* _Set exercise_
Can you format the data below as a numbered list, starting at the line that contains "Drop a point on each instance of the ripped" and ending at the last line of the data, with blank lines left out?

* _Provided entries_
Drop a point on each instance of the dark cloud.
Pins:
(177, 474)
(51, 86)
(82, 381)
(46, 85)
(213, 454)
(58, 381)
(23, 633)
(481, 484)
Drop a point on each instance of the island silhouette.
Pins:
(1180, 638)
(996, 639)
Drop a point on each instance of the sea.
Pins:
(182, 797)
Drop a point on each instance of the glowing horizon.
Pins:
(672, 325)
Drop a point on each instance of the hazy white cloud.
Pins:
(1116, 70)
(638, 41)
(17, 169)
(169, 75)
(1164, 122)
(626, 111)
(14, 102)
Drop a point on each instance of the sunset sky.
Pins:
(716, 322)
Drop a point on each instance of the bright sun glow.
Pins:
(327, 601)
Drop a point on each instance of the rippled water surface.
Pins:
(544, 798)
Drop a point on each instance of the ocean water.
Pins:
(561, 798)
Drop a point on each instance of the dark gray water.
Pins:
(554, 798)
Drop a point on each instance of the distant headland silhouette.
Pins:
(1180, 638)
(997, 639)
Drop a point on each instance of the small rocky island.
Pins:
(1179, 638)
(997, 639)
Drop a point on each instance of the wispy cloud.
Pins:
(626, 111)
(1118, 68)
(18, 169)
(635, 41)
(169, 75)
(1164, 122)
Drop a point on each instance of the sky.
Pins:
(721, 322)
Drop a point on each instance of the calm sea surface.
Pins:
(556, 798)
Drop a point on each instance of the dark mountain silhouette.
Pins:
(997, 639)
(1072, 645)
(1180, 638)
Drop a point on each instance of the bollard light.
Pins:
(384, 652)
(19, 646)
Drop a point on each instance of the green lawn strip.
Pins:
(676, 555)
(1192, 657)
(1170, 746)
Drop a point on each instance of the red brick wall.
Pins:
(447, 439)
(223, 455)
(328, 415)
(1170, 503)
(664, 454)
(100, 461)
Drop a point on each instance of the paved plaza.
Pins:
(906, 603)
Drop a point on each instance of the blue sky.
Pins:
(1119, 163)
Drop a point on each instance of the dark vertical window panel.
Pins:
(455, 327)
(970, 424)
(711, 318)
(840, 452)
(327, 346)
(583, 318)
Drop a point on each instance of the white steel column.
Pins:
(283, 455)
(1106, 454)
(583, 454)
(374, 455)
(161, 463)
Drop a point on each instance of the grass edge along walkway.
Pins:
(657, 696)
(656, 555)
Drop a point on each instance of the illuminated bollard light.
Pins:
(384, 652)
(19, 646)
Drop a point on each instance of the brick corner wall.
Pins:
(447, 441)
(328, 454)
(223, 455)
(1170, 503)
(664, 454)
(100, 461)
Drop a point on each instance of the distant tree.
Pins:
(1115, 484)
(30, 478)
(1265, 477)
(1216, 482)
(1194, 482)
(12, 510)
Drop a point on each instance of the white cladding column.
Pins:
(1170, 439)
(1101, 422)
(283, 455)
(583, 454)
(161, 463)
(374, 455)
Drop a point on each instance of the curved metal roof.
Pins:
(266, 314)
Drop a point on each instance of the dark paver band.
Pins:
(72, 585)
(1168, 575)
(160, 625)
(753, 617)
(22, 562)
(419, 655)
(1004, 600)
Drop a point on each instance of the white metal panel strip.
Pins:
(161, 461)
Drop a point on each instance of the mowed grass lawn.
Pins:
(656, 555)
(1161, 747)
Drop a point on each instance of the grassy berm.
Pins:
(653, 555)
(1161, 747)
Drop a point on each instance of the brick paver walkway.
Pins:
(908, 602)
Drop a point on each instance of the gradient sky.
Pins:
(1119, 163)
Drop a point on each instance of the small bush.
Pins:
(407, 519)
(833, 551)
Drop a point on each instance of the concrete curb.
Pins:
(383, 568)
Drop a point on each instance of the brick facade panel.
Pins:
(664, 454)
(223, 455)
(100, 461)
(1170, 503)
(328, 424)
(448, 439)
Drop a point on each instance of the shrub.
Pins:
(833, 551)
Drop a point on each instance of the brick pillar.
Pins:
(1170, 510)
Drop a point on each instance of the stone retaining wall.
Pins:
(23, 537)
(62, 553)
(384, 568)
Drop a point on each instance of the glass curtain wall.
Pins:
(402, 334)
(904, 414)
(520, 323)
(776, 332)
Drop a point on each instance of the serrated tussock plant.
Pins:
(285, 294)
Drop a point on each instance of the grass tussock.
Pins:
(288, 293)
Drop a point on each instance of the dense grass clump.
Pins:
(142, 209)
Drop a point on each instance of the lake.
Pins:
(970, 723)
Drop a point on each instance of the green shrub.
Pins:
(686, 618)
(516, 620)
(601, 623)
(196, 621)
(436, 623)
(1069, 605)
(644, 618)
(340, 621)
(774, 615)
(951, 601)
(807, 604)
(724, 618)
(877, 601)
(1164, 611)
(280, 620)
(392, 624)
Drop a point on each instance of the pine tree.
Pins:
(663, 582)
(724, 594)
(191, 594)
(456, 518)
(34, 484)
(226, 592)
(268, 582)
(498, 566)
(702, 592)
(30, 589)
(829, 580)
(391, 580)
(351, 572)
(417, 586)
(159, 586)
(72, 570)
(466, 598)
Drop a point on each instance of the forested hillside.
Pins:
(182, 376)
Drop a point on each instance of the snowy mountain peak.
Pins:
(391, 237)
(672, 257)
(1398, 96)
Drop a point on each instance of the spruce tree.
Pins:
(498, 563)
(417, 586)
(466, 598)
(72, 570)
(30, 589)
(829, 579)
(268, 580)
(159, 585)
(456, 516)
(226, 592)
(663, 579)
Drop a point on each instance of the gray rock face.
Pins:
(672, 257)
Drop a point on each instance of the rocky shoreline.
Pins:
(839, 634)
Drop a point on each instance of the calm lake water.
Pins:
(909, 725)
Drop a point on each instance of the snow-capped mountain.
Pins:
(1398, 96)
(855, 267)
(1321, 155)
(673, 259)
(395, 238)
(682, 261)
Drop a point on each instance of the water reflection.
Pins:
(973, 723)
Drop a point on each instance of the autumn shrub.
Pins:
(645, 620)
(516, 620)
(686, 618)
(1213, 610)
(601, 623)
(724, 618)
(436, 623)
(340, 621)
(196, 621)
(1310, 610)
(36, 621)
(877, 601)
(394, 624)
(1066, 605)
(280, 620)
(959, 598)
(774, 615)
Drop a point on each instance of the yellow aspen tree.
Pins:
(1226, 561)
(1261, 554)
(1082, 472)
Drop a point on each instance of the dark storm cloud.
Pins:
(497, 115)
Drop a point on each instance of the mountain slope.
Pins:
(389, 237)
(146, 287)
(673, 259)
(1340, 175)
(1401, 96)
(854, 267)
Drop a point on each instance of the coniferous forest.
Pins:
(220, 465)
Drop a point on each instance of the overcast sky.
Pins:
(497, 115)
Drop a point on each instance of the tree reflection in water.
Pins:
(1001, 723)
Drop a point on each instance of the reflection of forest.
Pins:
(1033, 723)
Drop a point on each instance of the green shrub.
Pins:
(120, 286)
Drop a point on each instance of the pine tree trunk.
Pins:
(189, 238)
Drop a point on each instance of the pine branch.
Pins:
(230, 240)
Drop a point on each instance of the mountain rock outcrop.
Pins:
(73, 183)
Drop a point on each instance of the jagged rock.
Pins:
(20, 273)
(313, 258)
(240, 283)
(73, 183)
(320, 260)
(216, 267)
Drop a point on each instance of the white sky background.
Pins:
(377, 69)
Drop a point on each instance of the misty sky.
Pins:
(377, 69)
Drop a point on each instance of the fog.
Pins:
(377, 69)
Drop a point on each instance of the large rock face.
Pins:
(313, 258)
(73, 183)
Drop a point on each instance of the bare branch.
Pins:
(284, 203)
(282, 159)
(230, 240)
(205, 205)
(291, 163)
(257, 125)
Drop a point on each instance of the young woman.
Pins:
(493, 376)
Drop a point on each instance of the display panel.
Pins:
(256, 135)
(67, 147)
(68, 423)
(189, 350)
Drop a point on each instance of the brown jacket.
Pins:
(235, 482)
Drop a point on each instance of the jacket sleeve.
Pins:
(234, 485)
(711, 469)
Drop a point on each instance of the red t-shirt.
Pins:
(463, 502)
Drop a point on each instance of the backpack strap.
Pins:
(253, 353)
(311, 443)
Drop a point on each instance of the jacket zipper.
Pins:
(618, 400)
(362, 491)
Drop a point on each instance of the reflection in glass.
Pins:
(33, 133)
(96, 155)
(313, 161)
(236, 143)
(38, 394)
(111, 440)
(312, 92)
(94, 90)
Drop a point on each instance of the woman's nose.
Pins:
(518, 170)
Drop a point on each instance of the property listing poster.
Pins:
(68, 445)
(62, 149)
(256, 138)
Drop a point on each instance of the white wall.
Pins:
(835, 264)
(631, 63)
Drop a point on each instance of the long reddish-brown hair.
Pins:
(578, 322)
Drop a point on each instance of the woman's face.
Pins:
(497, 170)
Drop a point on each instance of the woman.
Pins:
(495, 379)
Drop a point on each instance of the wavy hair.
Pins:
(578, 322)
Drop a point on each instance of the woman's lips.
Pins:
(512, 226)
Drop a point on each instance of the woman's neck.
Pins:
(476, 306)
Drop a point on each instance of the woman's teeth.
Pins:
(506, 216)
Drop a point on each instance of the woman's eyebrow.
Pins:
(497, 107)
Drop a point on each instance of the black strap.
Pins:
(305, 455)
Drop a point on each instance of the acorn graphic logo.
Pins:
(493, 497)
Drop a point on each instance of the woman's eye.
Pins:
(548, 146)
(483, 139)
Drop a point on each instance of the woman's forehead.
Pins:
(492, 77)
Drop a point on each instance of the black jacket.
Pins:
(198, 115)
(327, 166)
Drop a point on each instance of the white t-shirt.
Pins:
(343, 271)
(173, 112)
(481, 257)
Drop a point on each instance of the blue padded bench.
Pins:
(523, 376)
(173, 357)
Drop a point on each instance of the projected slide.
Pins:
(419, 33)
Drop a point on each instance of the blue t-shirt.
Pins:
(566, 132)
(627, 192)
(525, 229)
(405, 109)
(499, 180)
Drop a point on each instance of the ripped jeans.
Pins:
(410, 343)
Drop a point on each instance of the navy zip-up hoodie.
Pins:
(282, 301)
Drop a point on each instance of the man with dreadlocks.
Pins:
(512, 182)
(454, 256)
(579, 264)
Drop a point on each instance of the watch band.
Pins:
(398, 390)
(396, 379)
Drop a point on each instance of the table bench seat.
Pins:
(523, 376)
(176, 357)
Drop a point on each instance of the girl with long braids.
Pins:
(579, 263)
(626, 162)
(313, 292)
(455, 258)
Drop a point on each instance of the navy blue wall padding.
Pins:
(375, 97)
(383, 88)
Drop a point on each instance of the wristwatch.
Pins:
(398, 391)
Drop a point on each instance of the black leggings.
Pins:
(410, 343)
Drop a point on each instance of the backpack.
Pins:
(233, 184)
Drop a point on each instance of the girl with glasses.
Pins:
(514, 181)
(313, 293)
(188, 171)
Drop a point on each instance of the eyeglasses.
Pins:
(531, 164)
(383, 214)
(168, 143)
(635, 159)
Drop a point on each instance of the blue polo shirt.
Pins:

* _Finished exercise_
1. Drop a point on each instance of the ripped jeans.
2. Pins:
3. (410, 343)
4. Drop a point on each instance of the navy zip-up hoodie.
5. Pins:
6. (282, 301)
7. Drop a point on each instance of the man with dreadlocks.
8. Pins:
9. (512, 182)
10. (454, 256)
11. (579, 264)
12. Drop a point on each instance of the watch band.
13. Pins:
14. (398, 390)
15. (396, 379)
16. Drop a point on each instance of the table bench seat.
17. Pins:
18. (523, 376)
19. (176, 357)
20. Drop a point on each instance of the girl with long braids.
21. Pins:
22. (579, 263)
23. (626, 162)
24. (313, 292)
25. (455, 258)
26. Drop a point on each instance of the navy blue wall padding.
27. Pins:
28. (375, 97)
29. (383, 88)
30. Drop a point on each instance of the wristwatch.
31. Pins:
32. (398, 391)
33. Drop a point on each instance of the black leggings.
34. Pins:
35. (410, 343)
36. Drop a point on each instance of the backpack.
37. Pins:
38. (233, 184)
39. Drop a point on each instance of the girl with glasses.
40. Pins:
41. (514, 181)
42. (313, 293)
43. (188, 171)
44. Drop a point on each instance of the eyeglasses.
45. Pins:
46. (531, 164)
47. (383, 214)
48. (168, 143)
49. (635, 159)
50. Drop a point on each instance of the blue polo shirt.
51. Pins:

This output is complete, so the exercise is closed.